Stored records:

•••

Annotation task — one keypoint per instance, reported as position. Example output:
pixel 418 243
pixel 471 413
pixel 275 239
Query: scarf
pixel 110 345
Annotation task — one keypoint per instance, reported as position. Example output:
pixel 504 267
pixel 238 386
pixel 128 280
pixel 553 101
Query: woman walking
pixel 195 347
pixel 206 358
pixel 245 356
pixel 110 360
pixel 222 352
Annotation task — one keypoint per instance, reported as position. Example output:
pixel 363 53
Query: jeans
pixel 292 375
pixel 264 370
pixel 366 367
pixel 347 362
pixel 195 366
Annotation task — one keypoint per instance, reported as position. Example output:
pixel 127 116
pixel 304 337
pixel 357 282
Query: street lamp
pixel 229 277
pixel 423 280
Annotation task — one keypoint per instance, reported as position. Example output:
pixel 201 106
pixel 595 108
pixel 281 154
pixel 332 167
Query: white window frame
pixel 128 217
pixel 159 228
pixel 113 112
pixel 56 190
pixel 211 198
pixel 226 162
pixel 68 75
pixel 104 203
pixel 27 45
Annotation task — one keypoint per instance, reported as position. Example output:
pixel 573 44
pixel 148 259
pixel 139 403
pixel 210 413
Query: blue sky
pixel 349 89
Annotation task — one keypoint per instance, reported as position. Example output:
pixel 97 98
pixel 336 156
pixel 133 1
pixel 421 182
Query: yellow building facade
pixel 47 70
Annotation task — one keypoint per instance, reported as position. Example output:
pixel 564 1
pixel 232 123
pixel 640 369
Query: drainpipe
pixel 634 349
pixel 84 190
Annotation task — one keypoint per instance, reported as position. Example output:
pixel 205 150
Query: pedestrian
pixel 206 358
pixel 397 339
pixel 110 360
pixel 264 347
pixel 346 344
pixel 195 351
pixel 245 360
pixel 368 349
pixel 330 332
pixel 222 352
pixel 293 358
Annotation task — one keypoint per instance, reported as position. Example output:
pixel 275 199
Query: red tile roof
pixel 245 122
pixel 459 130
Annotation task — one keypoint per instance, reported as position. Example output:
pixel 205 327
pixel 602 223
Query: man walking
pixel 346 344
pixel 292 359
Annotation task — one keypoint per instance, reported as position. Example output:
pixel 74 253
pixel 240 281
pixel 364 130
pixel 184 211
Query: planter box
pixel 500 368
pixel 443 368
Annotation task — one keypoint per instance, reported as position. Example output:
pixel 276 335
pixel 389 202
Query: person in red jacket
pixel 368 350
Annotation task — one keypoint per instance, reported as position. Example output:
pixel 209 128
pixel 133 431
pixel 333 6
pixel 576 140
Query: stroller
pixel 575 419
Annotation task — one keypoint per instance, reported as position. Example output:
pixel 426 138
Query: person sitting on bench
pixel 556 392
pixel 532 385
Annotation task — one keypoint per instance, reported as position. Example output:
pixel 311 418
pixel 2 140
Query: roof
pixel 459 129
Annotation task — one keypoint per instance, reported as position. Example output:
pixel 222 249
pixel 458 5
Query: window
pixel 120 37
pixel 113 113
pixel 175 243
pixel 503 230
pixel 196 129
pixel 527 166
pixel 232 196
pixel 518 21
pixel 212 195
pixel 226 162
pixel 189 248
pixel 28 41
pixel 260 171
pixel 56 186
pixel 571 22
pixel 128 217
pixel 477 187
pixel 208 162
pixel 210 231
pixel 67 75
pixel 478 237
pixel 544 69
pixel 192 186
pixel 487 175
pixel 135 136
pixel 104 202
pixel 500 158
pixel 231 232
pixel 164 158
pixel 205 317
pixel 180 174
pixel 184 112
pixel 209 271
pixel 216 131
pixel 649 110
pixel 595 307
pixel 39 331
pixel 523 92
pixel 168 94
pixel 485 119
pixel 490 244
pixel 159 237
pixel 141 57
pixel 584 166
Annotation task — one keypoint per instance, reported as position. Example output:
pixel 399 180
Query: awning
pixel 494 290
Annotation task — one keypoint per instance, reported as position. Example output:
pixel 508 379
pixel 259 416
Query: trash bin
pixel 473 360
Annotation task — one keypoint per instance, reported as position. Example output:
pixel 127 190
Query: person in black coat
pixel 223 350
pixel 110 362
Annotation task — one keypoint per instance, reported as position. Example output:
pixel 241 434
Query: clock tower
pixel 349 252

•••

SHORT EXERCISE -
Copy out the records word for word, from the very first line through the line containing "pixel 84 190", including both of those lines.

FULL RESPONSE -
Annotation task — one keypoint per instance, reported as position. Example output:
pixel 418 243
pixel 471 413
pixel 275 239
Query: scarf
pixel 110 345
Annotation task — one keypoint per instance, reported as position. Example output:
pixel 504 267
pixel 238 386
pixel 128 280
pixel 553 101
Query: woman walking
pixel 195 347
pixel 206 358
pixel 245 356
pixel 110 360
pixel 222 352
Annotation task — one keypoint per instance, reported as position. Example output:
pixel 363 53
Query: jeans
pixel 292 375
pixel 264 370
pixel 366 367
pixel 347 362
pixel 195 366
Annotation task — one keypoint per instance, reported as position. Example output:
pixel 127 116
pixel 304 337
pixel 357 282
Query: street lamp
pixel 229 277
pixel 423 280
Annotation task — one keypoint per instance, reported as position. Example output:
pixel 201 106
pixel 595 108
pixel 281 154
pixel 332 167
Query: white window frame
pixel 128 217
pixel 159 228
pixel 113 112
pixel 56 190
pixel 211 198
pixel 226 162
pixel 68 75
pixel 104 203
pixel 27 45
Annotation task — one keypoint per instance, reported as position. Example output:
pixel 573 44
pixel 148 259
pixel 139 403
pixel 210 413
Query: blue sky
pixel 349 89
Annotation task — one keypoint per instance, reported as position. Example output:
pixel 97 98
pixel 336 156
pixel 133 1
pixel 421 182
Query: yellow building facade
pixel 47 70
Annotation task — one keypoint per instance, reported as position. Example output:
pixel 564 1
pixel 232 123
pixel 640 369
Query: drainpipe
pixel 634 349
pixel 84 190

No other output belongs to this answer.